DATA RECORDS ->

■ ■ ■ ■ ■

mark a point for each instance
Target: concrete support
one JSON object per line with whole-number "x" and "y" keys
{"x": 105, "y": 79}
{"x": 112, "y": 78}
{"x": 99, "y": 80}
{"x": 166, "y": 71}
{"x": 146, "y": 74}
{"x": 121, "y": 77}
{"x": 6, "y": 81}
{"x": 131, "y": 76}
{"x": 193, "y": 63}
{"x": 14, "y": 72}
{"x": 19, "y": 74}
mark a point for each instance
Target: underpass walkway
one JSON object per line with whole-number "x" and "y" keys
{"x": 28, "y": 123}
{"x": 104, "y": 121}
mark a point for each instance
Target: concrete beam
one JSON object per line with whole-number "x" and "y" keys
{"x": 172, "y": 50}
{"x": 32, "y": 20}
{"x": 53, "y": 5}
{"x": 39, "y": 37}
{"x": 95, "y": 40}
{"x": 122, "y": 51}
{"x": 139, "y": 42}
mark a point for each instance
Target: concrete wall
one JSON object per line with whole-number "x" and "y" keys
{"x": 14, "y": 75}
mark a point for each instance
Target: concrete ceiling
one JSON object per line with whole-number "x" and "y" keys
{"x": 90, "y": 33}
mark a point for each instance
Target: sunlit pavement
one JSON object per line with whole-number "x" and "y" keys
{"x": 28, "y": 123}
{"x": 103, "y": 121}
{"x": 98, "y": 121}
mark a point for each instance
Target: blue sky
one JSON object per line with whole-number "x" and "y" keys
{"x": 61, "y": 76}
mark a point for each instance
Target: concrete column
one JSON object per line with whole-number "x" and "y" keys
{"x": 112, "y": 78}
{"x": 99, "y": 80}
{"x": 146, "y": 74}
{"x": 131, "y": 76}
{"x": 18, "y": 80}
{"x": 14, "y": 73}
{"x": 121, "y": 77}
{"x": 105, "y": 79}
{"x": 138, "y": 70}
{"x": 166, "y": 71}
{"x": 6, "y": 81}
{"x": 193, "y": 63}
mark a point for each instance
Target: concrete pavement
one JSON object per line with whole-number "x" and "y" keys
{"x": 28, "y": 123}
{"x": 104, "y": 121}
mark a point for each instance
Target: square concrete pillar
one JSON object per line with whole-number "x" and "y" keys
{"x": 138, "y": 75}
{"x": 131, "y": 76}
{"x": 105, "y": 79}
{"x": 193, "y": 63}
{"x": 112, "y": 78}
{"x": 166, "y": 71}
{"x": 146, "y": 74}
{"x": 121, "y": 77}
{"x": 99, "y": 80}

■ ■ ■ ■ ■

DIRECTIONS -> Reproduce the records above exactly.

RESULT ->
mark a point for each instance
Target: concrete support
one JSON object per line with whole-number "x" and "y" keys
{"x": 105, "y": 79}
{"x": 112, "y": 78}
{"x": 99, "y": 80}
{"x": 166, "y": 71}
{"x": 146, "y": 74}
{"x": 121, "y": 77}
{"x": 6, "y": 81}
{"x": 131, "y": 76}
{"x": 193, "y": 63}
{"x": 14, "y": 72}
{"x": 19, "y": 74}
mark a point for each instance
Target: underpass walkway
one JSON object per line with whole-number "x" and "y" keys
{"x": 28, "y": 123}
{"x": 104, "y": 121}
mark a point for each instance
Target: concrete beam
one JSON object per line with whole-number "x" and "y" keys
{"x": 172, "y": 50}
{"x": 32, "y": 20}
{"x": 53, "y": 5}
{"x": 39, "y": 37}
{"x": 95, "y": 40}
{"x": 122, "y": 51}
{"x": 139, "y": 42}
mark a point for each instance
Target: concrete wall
one JSON object per line with whole-number "x" and "y" keys
{"x": 14, "y": 75}
mark a point for each instance
Target: concrete ceiling
one JSON object per line with whole-number "x" and "y" keys
{"x": 90, "y": 33}
mark a point for each instance
Target: sunlit pavement
one JSON object per line with whole-number "x" and "y" keys
{"x": 28, "y": 123}
{"x": 103, "y": 121}
{"x": 98, "y": 121}
mark a point for each instance
Target: blue sky
one JSON object per line with whole-number "x" and "y" keys
{"x": 61, "y": 76}
mark a point for each instance
Target: concrete column
one JSON object per line with whole-number "x" and "y" keys
{"x": 112, "y": 78}
{"x": 99, "y": 80}
{"x": 146, "y": 74}
{"x": 131, "y": 76}
{"x": 18, "y": 80}
{"x": 14, "y": 73}
{"x": 121, "y": 77}
{"x": 105, "y": 79}
{"x": 138, "y": 70}
{"x": 166, "y": 71}
{"x": 6, "y": 81}
{"x": 193, "y": 63}
mark a point for each instance
Target: concrete pavement
one JSON object per line with whole-number "x" and "y" keys
{"x": 28, "y": 123}
{"x": 104, "y": 121}
mark a point for each instance
Target: square concrete pillar
one JSON object per line with whole-number "x" and "y" keys
{"x": 138, "y": 75}
{"x": 131, "y": 76}
{"x": 105, "y": 79}
{"x": 193, "y": 63}
{"x": 112, "y": 78}
{"x": 166, "y": 71}
{"x": 146, "y": 74}
{"x": 121, "y": 77}
{"x": 99, "y": 80}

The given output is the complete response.